__GOAL OF THE EXERCISE__.
Copy each line from the entries that the word "field" appears in.

__EXERCISE INPUTS__.

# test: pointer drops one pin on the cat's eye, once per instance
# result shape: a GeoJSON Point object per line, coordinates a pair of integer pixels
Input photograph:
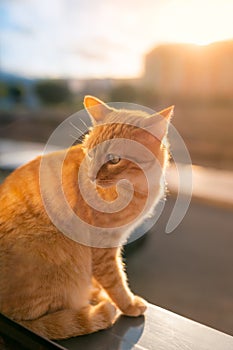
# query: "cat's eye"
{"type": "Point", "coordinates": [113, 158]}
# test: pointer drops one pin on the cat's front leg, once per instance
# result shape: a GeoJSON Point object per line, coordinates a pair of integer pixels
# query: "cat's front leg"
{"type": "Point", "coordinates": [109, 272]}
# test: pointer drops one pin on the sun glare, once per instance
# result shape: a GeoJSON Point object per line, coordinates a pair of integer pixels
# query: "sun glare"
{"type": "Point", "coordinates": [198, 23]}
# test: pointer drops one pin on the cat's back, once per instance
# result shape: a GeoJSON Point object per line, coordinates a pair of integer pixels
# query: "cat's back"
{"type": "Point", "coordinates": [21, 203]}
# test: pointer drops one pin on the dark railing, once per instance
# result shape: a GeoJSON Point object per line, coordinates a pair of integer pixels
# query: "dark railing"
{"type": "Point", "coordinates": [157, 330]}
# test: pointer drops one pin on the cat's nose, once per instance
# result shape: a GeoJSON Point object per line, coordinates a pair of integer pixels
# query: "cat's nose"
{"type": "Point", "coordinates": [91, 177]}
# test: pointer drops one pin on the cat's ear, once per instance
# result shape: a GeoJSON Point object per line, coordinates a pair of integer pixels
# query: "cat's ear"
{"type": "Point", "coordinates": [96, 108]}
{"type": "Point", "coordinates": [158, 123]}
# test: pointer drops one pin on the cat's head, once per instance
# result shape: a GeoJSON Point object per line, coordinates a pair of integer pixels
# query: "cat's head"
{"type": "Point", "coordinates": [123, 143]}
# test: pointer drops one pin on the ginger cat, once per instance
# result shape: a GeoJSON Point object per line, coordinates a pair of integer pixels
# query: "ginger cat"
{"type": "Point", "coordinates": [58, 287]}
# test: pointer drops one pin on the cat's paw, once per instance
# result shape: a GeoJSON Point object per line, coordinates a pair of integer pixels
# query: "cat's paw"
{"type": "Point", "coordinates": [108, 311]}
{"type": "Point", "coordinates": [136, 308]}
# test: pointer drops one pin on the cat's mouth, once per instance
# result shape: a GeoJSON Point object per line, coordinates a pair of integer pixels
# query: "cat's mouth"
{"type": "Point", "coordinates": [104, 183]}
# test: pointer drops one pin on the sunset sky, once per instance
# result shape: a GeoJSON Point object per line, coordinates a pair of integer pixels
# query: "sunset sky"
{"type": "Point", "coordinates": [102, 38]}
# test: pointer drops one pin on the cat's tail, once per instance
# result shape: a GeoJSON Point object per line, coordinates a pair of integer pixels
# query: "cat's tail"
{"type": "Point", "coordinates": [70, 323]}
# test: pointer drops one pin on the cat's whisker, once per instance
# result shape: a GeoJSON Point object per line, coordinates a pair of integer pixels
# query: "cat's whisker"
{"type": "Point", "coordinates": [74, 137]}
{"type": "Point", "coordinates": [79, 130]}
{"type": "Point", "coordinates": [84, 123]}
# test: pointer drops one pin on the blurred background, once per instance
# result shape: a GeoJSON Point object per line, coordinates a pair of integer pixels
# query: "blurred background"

---

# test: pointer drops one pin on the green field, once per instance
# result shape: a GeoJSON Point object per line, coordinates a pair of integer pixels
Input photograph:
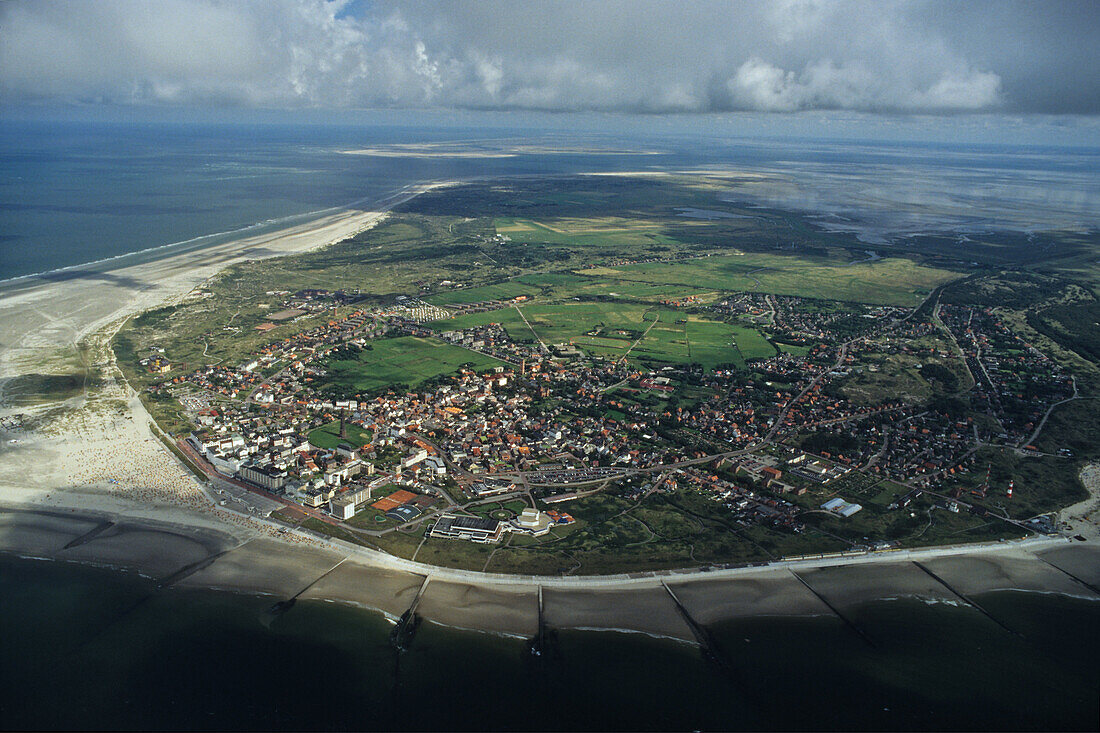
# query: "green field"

__RESPONSE TO THIS EXERCISE__.
# test: pointer drops one pin on the green field, once per instance
# query: "green field"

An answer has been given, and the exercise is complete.